[Start of Attachment]

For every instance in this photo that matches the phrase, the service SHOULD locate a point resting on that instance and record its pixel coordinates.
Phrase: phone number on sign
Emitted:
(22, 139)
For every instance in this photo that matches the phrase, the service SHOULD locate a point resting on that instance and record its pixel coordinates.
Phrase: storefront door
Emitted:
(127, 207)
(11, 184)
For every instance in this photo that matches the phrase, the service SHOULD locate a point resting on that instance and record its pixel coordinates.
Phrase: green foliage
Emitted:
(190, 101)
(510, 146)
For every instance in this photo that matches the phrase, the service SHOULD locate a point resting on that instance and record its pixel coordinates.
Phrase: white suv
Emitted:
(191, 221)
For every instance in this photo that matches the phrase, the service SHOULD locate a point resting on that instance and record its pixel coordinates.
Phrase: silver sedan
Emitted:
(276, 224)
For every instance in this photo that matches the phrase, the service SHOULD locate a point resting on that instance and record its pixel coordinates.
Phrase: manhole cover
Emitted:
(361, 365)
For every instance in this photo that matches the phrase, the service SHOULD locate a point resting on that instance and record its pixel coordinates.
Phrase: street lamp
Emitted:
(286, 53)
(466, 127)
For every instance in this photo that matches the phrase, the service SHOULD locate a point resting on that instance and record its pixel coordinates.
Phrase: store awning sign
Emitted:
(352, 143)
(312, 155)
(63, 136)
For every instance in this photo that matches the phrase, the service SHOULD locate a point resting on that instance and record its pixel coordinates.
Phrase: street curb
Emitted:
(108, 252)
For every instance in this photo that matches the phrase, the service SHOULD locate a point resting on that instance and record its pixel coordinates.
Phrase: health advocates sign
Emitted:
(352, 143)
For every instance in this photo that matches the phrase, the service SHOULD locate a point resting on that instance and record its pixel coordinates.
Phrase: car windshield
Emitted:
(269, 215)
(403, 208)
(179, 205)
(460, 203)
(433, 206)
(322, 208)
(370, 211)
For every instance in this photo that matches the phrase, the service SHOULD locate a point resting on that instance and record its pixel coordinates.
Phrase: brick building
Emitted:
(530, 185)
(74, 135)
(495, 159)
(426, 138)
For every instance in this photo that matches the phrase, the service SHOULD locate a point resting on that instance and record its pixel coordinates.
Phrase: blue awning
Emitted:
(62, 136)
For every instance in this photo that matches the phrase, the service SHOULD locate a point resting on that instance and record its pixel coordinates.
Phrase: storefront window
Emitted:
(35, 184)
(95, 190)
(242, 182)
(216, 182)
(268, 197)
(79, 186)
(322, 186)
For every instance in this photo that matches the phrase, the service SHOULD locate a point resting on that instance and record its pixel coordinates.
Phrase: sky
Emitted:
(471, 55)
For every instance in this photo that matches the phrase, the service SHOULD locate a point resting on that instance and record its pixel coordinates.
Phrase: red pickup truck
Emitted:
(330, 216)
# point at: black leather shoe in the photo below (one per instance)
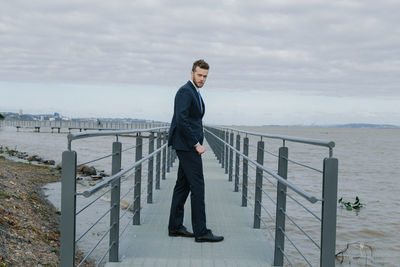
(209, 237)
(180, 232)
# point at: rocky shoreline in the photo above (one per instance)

[End of Attachment]
[Start of Attachment]

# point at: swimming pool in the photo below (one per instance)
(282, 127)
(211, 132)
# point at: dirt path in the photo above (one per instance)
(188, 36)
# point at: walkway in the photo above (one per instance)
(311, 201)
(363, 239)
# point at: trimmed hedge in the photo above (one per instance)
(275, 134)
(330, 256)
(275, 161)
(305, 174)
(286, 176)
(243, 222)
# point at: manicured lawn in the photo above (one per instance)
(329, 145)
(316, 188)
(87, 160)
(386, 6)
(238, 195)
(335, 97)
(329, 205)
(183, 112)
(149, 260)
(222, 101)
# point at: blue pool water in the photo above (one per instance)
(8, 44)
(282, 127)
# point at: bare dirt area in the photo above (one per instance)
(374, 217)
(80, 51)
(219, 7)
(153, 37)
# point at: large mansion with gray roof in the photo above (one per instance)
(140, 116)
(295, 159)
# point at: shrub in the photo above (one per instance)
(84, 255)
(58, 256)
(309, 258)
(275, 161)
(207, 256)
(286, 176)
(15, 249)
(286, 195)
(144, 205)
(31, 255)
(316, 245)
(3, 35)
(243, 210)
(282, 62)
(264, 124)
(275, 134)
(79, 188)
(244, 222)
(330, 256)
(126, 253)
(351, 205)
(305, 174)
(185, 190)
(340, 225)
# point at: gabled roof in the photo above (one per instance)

[End of Attachment]

Working from the entries above, find every line in which the word "storefront" occurs and copy it.

→ **Written response**:
Phrase: storefront door
Phrase: storefront window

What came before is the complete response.